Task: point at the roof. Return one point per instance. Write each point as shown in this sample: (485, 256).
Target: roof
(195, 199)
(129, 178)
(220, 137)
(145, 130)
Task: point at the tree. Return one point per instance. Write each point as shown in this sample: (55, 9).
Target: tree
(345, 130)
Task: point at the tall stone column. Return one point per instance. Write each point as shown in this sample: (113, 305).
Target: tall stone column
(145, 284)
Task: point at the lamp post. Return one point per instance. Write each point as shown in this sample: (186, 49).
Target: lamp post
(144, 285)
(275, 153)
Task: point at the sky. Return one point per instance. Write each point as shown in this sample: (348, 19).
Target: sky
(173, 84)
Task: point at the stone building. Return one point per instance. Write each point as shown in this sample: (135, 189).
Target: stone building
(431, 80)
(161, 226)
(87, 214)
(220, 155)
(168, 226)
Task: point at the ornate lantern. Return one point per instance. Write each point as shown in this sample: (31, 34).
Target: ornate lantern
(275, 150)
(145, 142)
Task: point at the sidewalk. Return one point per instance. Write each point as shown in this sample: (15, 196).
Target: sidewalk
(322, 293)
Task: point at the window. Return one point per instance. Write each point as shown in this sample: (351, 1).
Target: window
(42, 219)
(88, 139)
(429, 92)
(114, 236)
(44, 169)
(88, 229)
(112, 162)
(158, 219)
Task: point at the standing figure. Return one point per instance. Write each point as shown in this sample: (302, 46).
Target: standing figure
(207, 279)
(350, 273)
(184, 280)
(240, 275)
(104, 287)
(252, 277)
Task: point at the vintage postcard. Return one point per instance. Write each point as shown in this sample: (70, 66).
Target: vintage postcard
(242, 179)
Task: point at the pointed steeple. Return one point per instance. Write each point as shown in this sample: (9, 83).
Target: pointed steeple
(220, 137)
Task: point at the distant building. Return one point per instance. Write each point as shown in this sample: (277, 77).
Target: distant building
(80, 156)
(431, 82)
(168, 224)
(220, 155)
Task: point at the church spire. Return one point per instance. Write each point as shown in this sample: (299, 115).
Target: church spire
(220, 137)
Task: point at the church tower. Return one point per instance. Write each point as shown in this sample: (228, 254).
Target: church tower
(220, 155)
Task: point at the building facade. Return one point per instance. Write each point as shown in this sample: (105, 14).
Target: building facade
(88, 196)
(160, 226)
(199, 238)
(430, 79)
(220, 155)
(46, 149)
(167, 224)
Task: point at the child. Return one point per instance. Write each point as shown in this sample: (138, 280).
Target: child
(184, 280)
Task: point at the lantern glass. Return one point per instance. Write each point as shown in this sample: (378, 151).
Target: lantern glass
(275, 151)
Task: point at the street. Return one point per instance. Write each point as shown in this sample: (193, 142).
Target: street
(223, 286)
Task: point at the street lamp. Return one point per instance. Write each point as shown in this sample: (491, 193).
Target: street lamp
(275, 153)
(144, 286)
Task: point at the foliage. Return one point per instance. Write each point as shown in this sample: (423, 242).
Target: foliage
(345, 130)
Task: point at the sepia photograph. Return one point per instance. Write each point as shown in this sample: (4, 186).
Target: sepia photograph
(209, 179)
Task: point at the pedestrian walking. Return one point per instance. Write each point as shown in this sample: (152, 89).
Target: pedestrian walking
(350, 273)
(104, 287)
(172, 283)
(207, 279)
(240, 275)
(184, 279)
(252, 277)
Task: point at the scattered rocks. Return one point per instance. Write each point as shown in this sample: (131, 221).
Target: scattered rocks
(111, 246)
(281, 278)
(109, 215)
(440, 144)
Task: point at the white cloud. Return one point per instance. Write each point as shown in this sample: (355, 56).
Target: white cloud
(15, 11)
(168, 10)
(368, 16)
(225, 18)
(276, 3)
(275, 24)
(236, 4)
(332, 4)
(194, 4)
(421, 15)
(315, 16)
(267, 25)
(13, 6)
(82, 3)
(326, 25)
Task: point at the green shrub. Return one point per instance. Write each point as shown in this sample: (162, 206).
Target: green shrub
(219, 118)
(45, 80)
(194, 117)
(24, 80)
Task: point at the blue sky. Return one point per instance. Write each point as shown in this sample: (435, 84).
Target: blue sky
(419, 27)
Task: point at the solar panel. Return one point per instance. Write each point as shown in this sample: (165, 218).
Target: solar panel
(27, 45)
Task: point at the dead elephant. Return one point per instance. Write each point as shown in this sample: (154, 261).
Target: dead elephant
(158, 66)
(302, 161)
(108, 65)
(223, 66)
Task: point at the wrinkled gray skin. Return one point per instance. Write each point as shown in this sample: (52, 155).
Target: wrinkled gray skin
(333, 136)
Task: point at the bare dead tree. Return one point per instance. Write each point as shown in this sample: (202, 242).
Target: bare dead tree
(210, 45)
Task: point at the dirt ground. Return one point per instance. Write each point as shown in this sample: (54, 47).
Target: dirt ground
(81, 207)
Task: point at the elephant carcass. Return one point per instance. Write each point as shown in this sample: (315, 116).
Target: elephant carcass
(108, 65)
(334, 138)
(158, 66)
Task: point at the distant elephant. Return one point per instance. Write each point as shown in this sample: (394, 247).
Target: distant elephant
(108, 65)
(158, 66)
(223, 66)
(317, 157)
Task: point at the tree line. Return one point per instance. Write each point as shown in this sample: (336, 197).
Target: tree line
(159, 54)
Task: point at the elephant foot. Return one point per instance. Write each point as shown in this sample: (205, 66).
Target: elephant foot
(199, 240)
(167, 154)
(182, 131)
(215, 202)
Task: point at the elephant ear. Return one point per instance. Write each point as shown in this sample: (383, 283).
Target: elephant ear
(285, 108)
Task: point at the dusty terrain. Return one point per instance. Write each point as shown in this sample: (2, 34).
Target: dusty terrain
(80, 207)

→ **TASK DIRECTIONS**
Please copy the data in full, character for character.

→ **REPLY**
Task: point at the roof. Return one point per instance. Write each point as shown in this sample: (485, 256).
Target: roof
(195, 199)
(129, 178)
(220, 137)
(145, 130)
Task: point at the tree. Return one point per instance. Write each point as shown in this sample: (55, 9).
Target: tree
(345, 130)
Task: point at the tall stone column. Return one point per instance. Write each point as shown in this sample: (113, 305).
Target: tall stone column
(145, 284)
Task: point at the lamp post. Return one point per instance. Write each point as shown in this sample: (186, 49).
Target: lamp post
(144, 285)
(275, 153)
Task: point at the sky. Return one point per instance. Write each point as shown in this sample: (348, 19).
Target: sky
(173, 84)
Task: point at the stone building. Return one point per instance. Write each point as shown in this sample: (135, 189).
Target: stone building
(431, 80)
(161, 226)
(87, 214)
(220, 155)
(168, 226)
Task: point at the ornate lantern. Return one point per instance. Write each point as shown in this sample: (31, 34).
Target: ornate lantern
(275, 150)
(145, 142)
Task: point at the sidewalk. Return one point per instance. Write each point as shown in this sample: (15, 196).
Target: sidewalk
(322, 293)
Task: point at the window. Return one point per instance. Write each point as shown in this sample: (351, 1).
Target: window
(42, 219)
(88, 139)
(429, 92)
(114, 236)
(44, 169)
(88, 229)
(112, 162)
(158, 219)
Task: point at the standing figure. Return one point per instance. Write each point as shown in this sample: (302, 46).
Target: standing figure
(207, 279)
(350, 273)
(184, 280)
(240, 275)
(104, 287)
(252, 277)
Task: point at the vintage postcard. Return one point per instance. Write each point as shown in this sample: (70, 66).
Target: vintage postcard
(242, 179)
Task: point at the pointed steeple. Return one point per instance. Write each point as shown in this sample: (9, 83).
Target: pointed steeple
(220, 137)
Task: point at the distant building. Return one point per instance. Write each point as shown in this sample: (277, 77).
Target: distant building
(80, 156)
(431, 82)
(168, 224)
(220, 155)
Task: point at the church spire. Return one point per instance. Write each point as shown in this sample: (299, 115).
Target: church spire
(220, 137)
Task: point at the church tower. Return one point per instance. Write each point as shown in this sample: (228, 254).
Target: church tower
(220, 155)
Task: point at the building facade. Return one point per instance. Write each point as shown in this sample: (105, 14).
Target: building facade
(88, 196)
(160, 226)
(199, 238)
(430, 79)
(220, 155)
(46, 149)
(167, 224)
Task: point at the child. Return one point per instance. Write each point as shown in this sample: (138, 280).
Target: child
(184, 280)
Task: point at the lantern glass. Return one point per instance. Write each point as shown in this sample: (378, 151).
Target: lantern glass
(275, 151)
Task: point at the street. Return one point per instance. Write each point as shown in this sample: (193, 142).
Target: street
(223, 286)
Task: point at the street lamp. Return one point per instance. Write each point as shown in this sample: (491, 193).
Target: street lamp
(275, 153)
(144, 286)
Task: point at the foliage. Return one point per instance. Write each point as shown in this sample: (423, 242).
Target: foliage
(345, 130)
Task: point at the sepia photograph. Return one point per instance. Write each point as shown in this sample: (4, 186).
Target: sepia photograph
(209, 179)
Task: point at the pedestrian walking. Return one point per instance. Write each point as shown in this sample: (152, 89).
Target: pedestrian walking
(350, 273)
(104, 287)
(172, 283)
(207, 279)
(240, 275)
(184, 279)
(252, 277)
Task: point at the scattered rocks. Return one point per instance. Write each point as shown in this sample: (131, 221).
Target: scattered rocks
(111, 246)
(281, 278)
(109, 215)
(440, 144)
Task: point at the white cloud. Return one point per instance. Write each point as shown in this sample: (355, 56).
Target: white cloud
(15, 11)
(168, 10)
(368, 16)
(225, 18)
(276, 3)
(275, 24)
(236, 4)
(332, 4)
(194, 4)
(421, 15)
(315, 16)
(267, 25)
(13, 6)
(82, 3)
(326, 25)
Task: point at the green shrub. Return one point per instance. Write each point as shown in this sample: (162, 206).
Target: green shrub
(219, 118)
(45, 80)
(194, 117)
(24, 80)
Task: point at the blue sky. Return one point per instance. Write each point as shown in this sample: (435, 84).
Target: blue sky
(419, 27)
Task: point at the solar panel. Return one point per instance. Write each point as shown in this sample: (165, 218).
Target: solar panel
(27, 45)
Task: point at the dead elephant. Return one point per instance. Write each point as shown in this sample: (154, 261).
Target: dead elephant
(158, 66)
(302, 161)
(108, 65)
(223, 66)
Task: point at the wrinkled gray skin. Return one point per instance. Write each point as shown in this sample: (52, 155).
Target: wrinkled gray skin
(333, 136)
Task: point at the bare dead tree. Return one point per instance. Write each point as shown in this sample: (202, 242).
Target: bare dead tree
(210, 45)
Task: point at the dirt ground. Return one point per instance. Write each point as shown in this sample: (54, 47).
Target: dirt ground
(81, 207)
Task: point at the elephant carcass. Return one point per instance. Write each point as shown in this sample: (315, 116).
Target: elephant carcass
(108, 65)
(334, 138)
(158, 66)
Task: point at the distant elephant. Return one point per instance. Write each point as shown in this sample: (394, 247).
Target: distant elephant
(108, 65)
(158, 66)
(223, 66)
(317, 157)
Task: point at the tree line. Return one point per instance. Write each point as shown in this sample: (336, 197).
Target: tree line
(159, 54)
Task: point at the elephant foot. Return one point per instance. Write each point as shown in this sample: (205, 66).
Target: elephant foot
(199, 240)
(167, 154)
(182, 131)
(215, 202)
Task: point at the elephant ear. Return one point per instance. Write each point as shown in this sample: (383, 283).
Target: elephant ear
(285, 108)
Task: point at the dusty terrain. Return one point per instance. Write each point as shown in this sample: (2, 34).
Target: dusty terrain
(80, 207)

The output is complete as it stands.